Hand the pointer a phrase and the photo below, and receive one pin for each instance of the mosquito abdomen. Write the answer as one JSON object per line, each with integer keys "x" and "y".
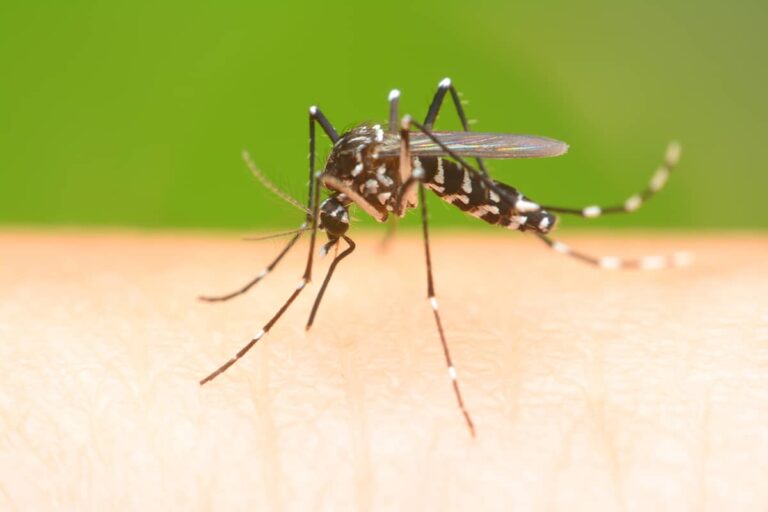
{"x": 482, "y": 197}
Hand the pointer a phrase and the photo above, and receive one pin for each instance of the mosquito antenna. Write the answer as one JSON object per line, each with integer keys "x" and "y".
{"x": 269, "y": 185}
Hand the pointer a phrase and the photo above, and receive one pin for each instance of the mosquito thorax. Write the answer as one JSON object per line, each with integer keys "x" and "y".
{"x": 334, "y": 217}
{"x": 355, "y": 162}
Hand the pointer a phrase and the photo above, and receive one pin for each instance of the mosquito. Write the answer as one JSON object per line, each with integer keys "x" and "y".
{"x": 386, "y": 172}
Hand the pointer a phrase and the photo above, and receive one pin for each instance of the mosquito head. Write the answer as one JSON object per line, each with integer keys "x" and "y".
{"x": 334, "y": 218}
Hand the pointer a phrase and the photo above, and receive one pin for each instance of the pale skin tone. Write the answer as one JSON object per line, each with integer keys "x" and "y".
{"x": 589, "y": 389}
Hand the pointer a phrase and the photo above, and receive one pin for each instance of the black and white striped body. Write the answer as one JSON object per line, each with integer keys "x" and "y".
{"x": 498, "y": 204}
{"x": 361, "y": 176}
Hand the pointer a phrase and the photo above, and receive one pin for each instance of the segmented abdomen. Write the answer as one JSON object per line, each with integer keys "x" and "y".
{"x": 486, "y": 199}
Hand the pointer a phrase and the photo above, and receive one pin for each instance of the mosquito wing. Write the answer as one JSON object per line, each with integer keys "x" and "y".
{"x": 476, "y": 144}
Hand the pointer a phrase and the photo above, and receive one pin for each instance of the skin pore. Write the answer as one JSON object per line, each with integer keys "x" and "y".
{"x": 589, "y": 389}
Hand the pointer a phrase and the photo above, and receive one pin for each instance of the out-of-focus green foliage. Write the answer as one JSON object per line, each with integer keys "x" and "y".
{"x": 135, "y": 113}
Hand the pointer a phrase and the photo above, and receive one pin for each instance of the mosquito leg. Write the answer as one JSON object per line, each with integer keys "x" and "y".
{"x": 433, "y": 303}
{"x": 262, "y": 275}
{"x": 634, "y": 202}
{"x": 679, "y": 259}
{"x": 444, "y": 87}
{"x": 314, "y": 208}
{"x": 327, "y": 279}
{"x": 394, "y": 102}
{"x": 390, "y": 234}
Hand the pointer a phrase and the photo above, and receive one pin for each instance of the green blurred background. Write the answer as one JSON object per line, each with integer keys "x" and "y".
{"x": 135, "y": 113}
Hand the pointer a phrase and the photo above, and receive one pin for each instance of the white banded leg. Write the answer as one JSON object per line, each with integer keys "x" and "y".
{"x": 261, "y": 275}
{"x": 433, "y": 302}
{"x": 445, "y": 86}
{"x": 315, "y": 116}
{"x": 678, "y": 259}
{"x": 634, "y": 202}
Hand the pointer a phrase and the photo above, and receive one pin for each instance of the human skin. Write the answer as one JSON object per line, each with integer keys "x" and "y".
{"x": 590, "y": 390}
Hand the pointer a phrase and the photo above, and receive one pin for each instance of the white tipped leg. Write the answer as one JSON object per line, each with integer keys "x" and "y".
{"x": 678, "y": 259}
{"x": 656, "y": 183}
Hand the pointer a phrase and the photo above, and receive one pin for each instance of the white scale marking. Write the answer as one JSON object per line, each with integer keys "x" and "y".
{"x": 440, "y": 176}
{"x": 524, "y": 206}
{"x": 673, "y": 154}
{"x": 452, "y": 197}
{"x": 653, "y": 262}
{"x": 466, "y": 184}
{"x": 371, "y": 186}
{"x": 591, "y": 212}
{"x": 682, "y": 259}
{"x": 436, "y": 188}
{"x": 517, "y": 221}
{"x": 609, "y": 262}
{"x": 659, "y": 179}
{"x": 379, "y": 132}
{"x": 633, "y": 203}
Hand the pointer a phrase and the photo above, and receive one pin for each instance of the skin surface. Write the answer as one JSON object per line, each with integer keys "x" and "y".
{"x": 590, "y": 390}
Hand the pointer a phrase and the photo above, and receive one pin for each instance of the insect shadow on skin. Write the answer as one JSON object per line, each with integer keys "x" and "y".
{"x": 386, "y": 172}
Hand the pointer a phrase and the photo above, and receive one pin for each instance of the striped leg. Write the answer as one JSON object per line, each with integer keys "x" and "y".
{"x": 315, "y": 116}
{"x": 262, "y": 274}
{"x": 443, "y": 87}
{"x": 433, "y": 302}
{"x": 634, "y": 202}
{"x": 679, "y": 259}
{"x": 328, "y": 275}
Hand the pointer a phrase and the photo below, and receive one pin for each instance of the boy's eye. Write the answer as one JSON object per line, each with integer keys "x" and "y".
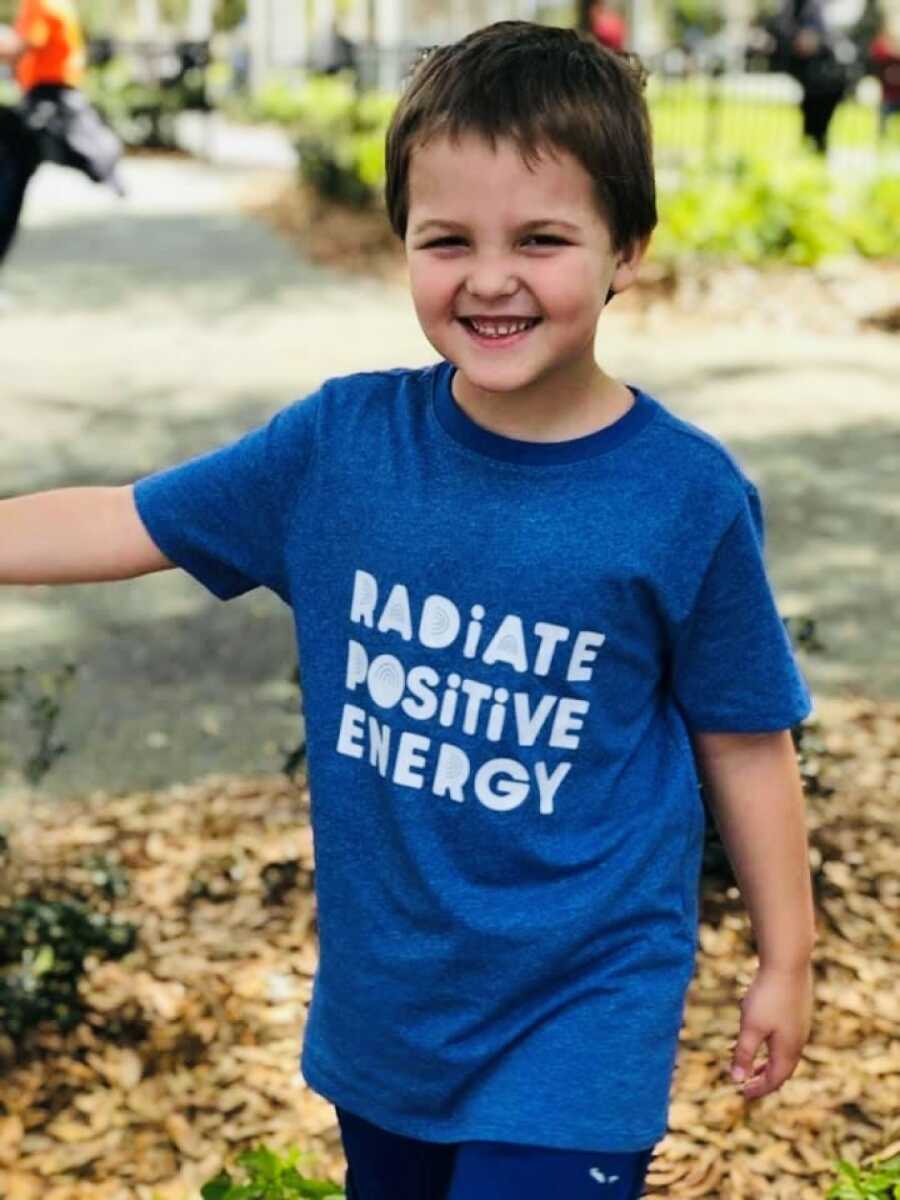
{"x": 544, "y": 239}
{"x": 444, "y": 243}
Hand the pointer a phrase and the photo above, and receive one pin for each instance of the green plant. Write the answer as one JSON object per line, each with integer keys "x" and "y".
{"x": 882, "y": 1182}
{"x": 269, "y": 1177}
{"x": 42, "y": 952}
{"x": 41, "y": 697}
{"x": 339, "y": 133}
{"x": 756, "y": 209}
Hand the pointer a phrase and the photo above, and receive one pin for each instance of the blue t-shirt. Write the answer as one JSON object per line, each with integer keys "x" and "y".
{"x": 503, "y": 647}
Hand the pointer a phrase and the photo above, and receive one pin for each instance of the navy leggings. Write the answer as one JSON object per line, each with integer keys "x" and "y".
{"x": 388, "y": 1167}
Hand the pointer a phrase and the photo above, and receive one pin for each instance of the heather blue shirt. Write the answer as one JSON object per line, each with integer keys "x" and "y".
{"x": 503, "y": 649}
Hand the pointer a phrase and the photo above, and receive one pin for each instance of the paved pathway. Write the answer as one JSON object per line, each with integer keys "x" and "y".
{"x": 156, "y": 328}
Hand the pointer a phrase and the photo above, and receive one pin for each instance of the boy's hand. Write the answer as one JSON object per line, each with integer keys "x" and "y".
{"x": 778, "y": 1011}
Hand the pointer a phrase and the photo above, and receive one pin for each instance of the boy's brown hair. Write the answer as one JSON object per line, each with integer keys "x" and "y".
{"x": 546, "y": 89}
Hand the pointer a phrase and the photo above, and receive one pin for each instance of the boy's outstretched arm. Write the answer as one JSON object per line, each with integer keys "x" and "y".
{"x": 76, "y": 535}
{"x": 756, "y": 798}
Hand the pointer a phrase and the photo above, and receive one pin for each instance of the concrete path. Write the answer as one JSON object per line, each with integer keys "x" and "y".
{"x": 163, "y": 325}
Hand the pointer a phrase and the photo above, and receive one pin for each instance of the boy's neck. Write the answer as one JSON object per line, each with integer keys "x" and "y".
{"x": 558, "y": 411}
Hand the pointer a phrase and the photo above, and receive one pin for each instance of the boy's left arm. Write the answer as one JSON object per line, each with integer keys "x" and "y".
{"x": 755, "y": 795}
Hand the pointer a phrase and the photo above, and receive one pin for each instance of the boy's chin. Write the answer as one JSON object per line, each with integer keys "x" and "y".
{"x": 498, "y": 382}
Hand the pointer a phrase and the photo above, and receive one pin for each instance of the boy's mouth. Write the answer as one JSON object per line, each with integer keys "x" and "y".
{"x": 498, "y": 329}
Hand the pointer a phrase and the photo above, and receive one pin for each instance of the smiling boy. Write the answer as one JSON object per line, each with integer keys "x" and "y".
{"x": 511, "y": 575}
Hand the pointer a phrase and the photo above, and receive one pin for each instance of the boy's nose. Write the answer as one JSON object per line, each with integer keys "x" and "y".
{"x": 491, "y": 280}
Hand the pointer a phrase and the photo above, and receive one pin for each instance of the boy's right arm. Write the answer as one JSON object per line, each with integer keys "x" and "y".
{"x": 76, "y": 535}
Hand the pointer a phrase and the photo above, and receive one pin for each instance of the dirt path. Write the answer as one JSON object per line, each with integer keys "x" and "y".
{"x": 156, "y": 328}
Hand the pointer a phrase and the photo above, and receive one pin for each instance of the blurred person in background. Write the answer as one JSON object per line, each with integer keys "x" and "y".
{"x": 53, "y": 121}
{"x": 607, "y": 25}
{"x": 885, "y": 63}
{"x": 807, "y": 49}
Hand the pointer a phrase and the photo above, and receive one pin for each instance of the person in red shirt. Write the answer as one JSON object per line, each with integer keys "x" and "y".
{"x": 54, "y": 121}
{"x": 607, "y": 25}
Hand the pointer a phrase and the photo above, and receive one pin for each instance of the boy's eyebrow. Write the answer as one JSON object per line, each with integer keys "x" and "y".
{"x": 437, "y": 222}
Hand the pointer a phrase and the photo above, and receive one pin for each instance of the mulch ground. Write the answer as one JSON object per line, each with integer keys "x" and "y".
{"x": 189, "y": 1053}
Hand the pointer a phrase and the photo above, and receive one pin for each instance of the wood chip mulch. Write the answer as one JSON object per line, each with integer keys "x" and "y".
{"x": 190, "y": 1050}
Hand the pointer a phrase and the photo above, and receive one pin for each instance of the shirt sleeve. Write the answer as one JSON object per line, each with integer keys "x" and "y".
{"x": 225, "y": 515}
{"x": 733, "y": 666}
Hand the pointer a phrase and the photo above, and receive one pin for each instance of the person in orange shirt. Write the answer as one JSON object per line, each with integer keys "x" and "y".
{"x": 54, "y": 121}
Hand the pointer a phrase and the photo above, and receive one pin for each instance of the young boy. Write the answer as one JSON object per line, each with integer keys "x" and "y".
{"x": 526, "y": 598}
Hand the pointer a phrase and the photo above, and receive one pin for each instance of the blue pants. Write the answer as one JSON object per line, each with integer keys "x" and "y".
{"x": 388, "y": 1167}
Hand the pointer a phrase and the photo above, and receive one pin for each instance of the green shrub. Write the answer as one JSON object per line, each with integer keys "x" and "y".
{"x": 269, "y": 1177}
{"x": 42, "y": 952}
{"x": 882, "y": 1182}
{"x": 339, "y": 133}
{"x": 754, "y": 209}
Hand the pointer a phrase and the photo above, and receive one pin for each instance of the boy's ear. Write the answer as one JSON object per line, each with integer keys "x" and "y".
{"x": 629, "y": 262}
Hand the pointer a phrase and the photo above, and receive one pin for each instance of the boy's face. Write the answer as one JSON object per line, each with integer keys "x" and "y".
{"x": 509, "y": 265}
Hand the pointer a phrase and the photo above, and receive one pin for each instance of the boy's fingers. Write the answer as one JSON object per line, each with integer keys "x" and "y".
{"x": 742, "y": 1062}
{"x": 772, "y": 1074}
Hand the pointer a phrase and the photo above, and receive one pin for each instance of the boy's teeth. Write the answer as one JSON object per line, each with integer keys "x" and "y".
{"x": 499, "y": 329}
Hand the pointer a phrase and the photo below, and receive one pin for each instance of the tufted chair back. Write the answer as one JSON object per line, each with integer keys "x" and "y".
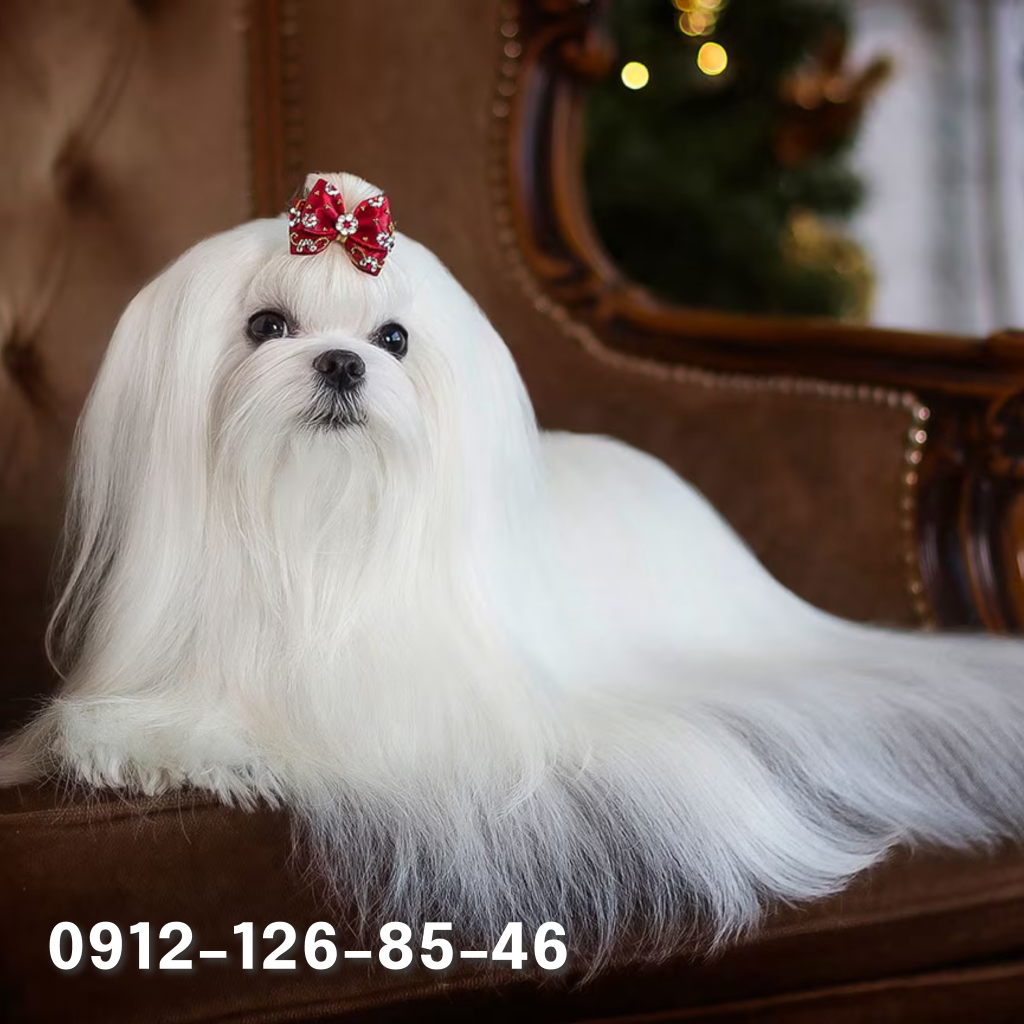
{"x": 125, "y": 141}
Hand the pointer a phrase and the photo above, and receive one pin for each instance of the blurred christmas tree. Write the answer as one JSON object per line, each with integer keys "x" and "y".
{"x": 718, "y": 162}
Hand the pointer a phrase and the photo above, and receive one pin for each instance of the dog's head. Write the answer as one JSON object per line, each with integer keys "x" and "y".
{"x": 295, "y": 408}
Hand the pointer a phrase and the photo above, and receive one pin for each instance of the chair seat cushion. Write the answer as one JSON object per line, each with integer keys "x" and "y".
{"x": 928, "y": 936}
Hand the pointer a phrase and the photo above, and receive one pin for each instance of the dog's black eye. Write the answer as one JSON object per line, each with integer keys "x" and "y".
{"x": 266, "y": 325}
{"x": 392, "y": 338}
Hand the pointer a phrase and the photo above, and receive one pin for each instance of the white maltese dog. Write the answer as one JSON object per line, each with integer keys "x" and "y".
{"x": 320, "y": 554}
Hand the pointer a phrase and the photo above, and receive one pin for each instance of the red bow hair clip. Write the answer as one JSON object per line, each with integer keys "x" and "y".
{"x": 320, "y": 218}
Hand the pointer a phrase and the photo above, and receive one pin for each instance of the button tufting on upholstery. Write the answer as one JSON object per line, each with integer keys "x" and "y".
{"x": 20, "y": 360}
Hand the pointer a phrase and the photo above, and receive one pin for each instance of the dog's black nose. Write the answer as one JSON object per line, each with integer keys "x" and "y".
{"x": 341, "y": 370}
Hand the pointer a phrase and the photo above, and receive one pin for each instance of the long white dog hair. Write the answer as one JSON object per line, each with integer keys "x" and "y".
{"x": 499, "y": 674}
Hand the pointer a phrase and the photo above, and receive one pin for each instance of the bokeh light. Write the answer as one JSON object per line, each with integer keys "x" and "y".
{"x": 695, "y": 24}
{"x": 635, "y": 75}
{"x": 712, "y": 58}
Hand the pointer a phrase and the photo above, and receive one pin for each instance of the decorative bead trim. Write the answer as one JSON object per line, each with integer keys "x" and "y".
{"x": 920, "y": 414}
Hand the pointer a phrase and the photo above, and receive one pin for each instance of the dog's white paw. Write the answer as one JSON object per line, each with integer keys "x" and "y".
{"x": 147, "y": 744}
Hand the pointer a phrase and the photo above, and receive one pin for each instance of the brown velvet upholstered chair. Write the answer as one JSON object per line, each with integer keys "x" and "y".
{"x": 875, "y": 473}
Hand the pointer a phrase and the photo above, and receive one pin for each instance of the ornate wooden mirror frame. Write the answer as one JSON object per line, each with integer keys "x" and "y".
{"x": 964, "y": 497}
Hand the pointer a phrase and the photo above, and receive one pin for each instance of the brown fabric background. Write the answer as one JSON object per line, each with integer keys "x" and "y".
{"x": 925, "y": 939}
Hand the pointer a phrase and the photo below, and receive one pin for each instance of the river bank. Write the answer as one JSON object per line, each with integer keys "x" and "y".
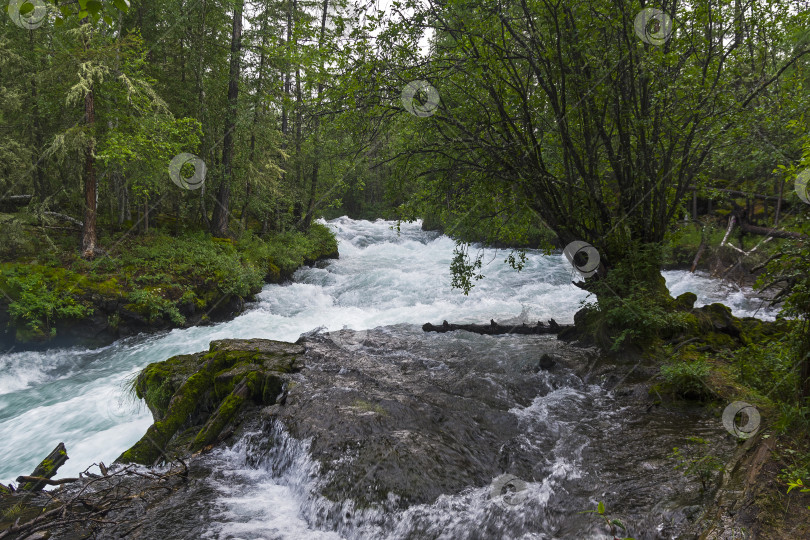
{"x": 577, "y": 431}
{"x": 142, "y": 284}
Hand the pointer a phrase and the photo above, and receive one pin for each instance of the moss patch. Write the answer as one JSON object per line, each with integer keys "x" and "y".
{"x": 203, "y": 392}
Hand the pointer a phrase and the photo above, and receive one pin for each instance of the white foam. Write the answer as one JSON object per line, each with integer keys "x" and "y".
{"x": 382, "y": 278}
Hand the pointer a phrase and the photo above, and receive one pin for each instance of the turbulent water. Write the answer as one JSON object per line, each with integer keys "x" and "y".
{"x": 384, "y": 278}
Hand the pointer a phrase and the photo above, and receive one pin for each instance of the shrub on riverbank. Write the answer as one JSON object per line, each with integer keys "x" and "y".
{"x": 147, "y": 282}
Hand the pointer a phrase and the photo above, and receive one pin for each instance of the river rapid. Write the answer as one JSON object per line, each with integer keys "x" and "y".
{"x": 386, "y": 284}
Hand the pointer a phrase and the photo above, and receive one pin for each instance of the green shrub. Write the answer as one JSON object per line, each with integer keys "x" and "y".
{"x": 150, "y": 303}
{"x": 40, "y": 300}
{"x": 688, "y": 379}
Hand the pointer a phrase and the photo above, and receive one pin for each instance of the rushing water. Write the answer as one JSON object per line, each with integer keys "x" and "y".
{"x": 382, "y": 278}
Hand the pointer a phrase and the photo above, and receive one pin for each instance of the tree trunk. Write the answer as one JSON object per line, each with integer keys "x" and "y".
{"x": 778, "y": 203}
{"x": 89, "y": 235}
{"x": 256, "y": 111}
{"x": 219, "y": 222}
{"x": 313, "y": 185}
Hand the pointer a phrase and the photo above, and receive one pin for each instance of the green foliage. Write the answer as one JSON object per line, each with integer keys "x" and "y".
{"x": 696, "y": 463}
{"x": 688, "y": 379}
{"x": 160, "y": 277}
{"x": 154, "y": 306}
{"x": 613, "y": 524}
{"x": 633, "y": 305}
{"x": 463, "y": 269}
{"x": 798, "y": 484}
{"x": 40, "y": 299}
{"x": 769, "y": 366}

====================

• _Activity_
Starting at the line that holds "of the tree", set down each line exactly through the last line of the records above, and no others.

• _Exercise output_
Hand the pointer a phrase and the photo above, and receive one pin for each instance of the tree trunk. Write the answer as one JSON object per line, each with integer keys "x" and "y".
{"x": 778, "y": 203}
{"x": 89, "y": 235}
{"x": 256, "y": 111}
{"x": 219, "y": 222}
{"x": 313, "y": 185}
Hand the pointer a phrase and the photo above, and receive one pin for each instance of the green foliage. Write the answer as one JSON object per line, each with integer keys "x" and "y".
{"x": 696, "y": 463}
{"x": 688, "y": 379}
{"x": 160, "y": 277}
{"x": 154, "y": 306}
{"x": 613, "y": 524}
{"x": 633, "y": 305}
{"x": 463, "y": 269}
{"x": 798, "y": 484}
{"x": 40, "y": 299}
{"x": 769, "y": 366}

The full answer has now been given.